What the exercise asks => Using the records below, transcribe word for word the stretch from the line that contains "hill and record the coordinates." through the line that contains "vent and record the coordinates.", both end lines included, and nothing else.

Referring expression pointing data:
>>>>>
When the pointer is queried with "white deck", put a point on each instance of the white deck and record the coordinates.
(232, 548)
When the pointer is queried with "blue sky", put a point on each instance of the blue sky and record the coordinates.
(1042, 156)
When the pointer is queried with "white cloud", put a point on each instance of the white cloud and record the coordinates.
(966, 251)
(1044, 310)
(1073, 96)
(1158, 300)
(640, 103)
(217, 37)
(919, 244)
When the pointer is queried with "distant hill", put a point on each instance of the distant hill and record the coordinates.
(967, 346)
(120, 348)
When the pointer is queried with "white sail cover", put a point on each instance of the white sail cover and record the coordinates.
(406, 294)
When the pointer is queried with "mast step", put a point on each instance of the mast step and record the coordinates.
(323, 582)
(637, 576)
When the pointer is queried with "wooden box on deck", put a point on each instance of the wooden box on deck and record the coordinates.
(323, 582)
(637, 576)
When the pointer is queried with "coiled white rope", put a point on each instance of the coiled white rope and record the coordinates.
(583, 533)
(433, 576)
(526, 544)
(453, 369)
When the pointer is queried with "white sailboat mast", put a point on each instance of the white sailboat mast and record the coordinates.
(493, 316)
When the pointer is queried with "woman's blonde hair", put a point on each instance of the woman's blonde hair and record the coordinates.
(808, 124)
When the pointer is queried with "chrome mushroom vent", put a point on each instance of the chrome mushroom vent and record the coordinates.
<<<<<
>>>>>
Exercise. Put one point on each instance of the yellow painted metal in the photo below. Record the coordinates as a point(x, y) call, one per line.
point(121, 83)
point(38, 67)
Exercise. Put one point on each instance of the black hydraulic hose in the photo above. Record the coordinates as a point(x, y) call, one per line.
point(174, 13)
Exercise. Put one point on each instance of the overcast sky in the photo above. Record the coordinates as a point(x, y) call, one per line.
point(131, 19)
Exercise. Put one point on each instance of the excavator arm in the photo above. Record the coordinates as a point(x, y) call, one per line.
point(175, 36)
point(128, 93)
<<<<<
>>>>>
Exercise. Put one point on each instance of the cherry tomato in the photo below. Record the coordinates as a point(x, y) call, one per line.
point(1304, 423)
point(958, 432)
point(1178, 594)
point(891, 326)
<<<<<
Result for this exercise =>
When the pointer is queried with "distant hill", put a point on each instance of the distant hill and record the coordinates.
(967, 346)
(120, 348)
When the pointer is queried with "white sail cover", put a point on each instance of the white sail cover and record the coordinates.
(406, 294)
When the pointer is queried with "mast step", put a point on each instance of the mast step and record the coordinates.
(323, 582)
(637, 576)
When the pointer is queried with "wooden box on deck", put a point on each instance of the wooden box on deck and record the coordinates.
(323, 582)
(637, 576)
When the pointer is queried with "coiled white rope", put a point on each instance of the coiled white rope and record the coordinates.
(583, 533)
(433, 576)
(526, 544)
(453, 369)
When the pointer is queried with "white sailboat mast", put a point on each instance of the white sailboat mast and record the coordinates.
(493, 316)
When the pointer is queried with "woman's blonde hair", put a point on each instance of the woman's blonde hair and record the coordinates.
(808, 124)
When the pointer is queried with "chrome mushroom vent", put a point on each instance of the chrome mushroom vent and record the coordinates.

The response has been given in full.